**CONSIGNE:**
Recopiez sans rien changer le passage du texte sur Sans Soleil et Level Five qui s'ouvre sur les mots contenant « À première vue, rien » et se termine par « fleur de temps. ».

**EXTRAIT CHOISI:**
········

À première vue, rien ne rapproche Sans Soleil (1983) de Level Five (1997). D’une évasion kaléidoscopique dans les « pôles extrêmes de la survie » à une fiction en chambre close explorant les arcanes d’un Enfer virtuel, Chris Marker prend un virage abrupt. Pourtant, ces enquêtes sur l’oubli fredonnent une même fugue, uniment mélancolique. Pour clore notre dossier sur la distance, trois phrases de Sans Soleil relues par Level Five, dans l’idée d’explorer les affinités qui unissent ces documentaires à fleur de temps.
« A-t-on jamais rien inventé de plus bête que de dire aux gens, comme on l’enseigne dans les écoles de cinéma, de ne pas regarder la caméra ? »

········

**DONNÉES FOURNIES:**
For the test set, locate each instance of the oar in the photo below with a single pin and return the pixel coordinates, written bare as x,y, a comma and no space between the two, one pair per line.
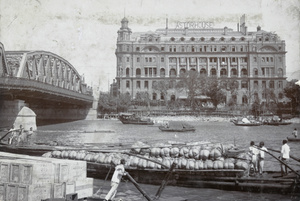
293,157
278,160
8,133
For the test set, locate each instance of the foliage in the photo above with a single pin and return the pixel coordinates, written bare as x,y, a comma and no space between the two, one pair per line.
292,92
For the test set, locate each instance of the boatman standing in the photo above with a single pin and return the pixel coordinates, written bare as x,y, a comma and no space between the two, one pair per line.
285,156
115,180
295,133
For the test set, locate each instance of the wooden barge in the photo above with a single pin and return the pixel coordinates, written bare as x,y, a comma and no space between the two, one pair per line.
224,179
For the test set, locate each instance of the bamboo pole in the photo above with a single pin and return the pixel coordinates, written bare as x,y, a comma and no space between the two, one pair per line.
165,181
138,187
279,160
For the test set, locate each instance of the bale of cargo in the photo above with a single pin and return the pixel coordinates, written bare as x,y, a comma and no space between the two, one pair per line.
134,161
174,152
241,165
209,164
100,158
190,165
215,154
184,152
155,152
165,152
204,154
47,155
218,164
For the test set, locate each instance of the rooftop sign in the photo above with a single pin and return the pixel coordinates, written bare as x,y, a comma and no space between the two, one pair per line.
194,25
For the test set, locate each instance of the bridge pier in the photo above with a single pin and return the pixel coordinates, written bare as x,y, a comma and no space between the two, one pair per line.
9,111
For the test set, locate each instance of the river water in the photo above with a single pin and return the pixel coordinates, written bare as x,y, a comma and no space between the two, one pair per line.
113,131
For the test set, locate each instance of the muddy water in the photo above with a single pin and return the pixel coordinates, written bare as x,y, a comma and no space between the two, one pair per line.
113,131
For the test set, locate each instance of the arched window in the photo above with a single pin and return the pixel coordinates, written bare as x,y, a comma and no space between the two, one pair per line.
244,72
138,72
255,72
203,71
172,97
162,72
233,72
172,73
213,72
244,99
127,72
280,72
182,71
223,72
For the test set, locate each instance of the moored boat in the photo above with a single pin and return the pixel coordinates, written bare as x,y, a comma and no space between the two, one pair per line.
177,127
291,139
128,118
240,123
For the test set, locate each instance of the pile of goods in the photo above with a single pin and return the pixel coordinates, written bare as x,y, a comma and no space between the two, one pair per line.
196,157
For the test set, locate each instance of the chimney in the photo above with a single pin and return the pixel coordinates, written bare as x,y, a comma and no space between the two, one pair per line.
225,30
258,28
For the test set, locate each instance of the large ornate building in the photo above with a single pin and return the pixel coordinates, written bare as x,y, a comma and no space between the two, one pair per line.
254,60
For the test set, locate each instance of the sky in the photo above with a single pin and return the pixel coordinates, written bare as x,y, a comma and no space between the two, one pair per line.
84,32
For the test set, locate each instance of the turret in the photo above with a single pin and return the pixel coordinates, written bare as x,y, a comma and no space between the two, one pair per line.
124,32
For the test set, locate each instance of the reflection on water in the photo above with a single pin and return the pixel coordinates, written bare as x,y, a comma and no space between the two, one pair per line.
113,131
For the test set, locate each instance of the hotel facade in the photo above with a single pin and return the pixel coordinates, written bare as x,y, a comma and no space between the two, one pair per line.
254,60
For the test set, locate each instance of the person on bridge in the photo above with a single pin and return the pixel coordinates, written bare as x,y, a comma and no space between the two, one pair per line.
115,181
285,156
14,135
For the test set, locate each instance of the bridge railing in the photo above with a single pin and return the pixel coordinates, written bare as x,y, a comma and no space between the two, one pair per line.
23,83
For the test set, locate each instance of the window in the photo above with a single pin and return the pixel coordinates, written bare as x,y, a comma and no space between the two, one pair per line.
244,84
138,72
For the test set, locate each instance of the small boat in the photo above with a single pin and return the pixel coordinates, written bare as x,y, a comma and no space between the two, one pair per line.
128,118
174,126
291,139
240,123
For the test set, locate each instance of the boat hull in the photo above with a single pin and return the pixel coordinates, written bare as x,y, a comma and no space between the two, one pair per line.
293,139
162,128
223,179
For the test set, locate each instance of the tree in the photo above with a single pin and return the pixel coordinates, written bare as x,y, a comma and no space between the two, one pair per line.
292,92
211,87
162,87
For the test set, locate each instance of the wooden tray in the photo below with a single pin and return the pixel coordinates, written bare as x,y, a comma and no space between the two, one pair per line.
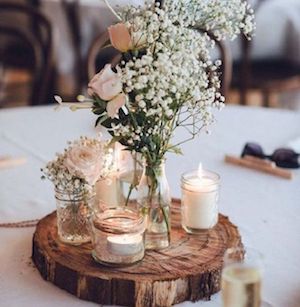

········

**RÉPONSE:**
À première vue, rien ne rapproche Sans Soleil (1983) de Level Five (1997). D’une évasion kaléidoscopique dans les « pôles extrêmes de la survie » à une fiction en chambre close explorant les arcanes d’un Enfer virtuel, Chris Marker prend un virage abrupt. Pourtant, ces enquêtes sur l’oubli fredonnent une même fugue, uniment mélancolique. Pour clore notre dossier sur la distance, trois phrases de Sans Soleil relues par Level Five, dans l’idée d’explorer les affinités qui unissent ces documentaires à fleur de temps.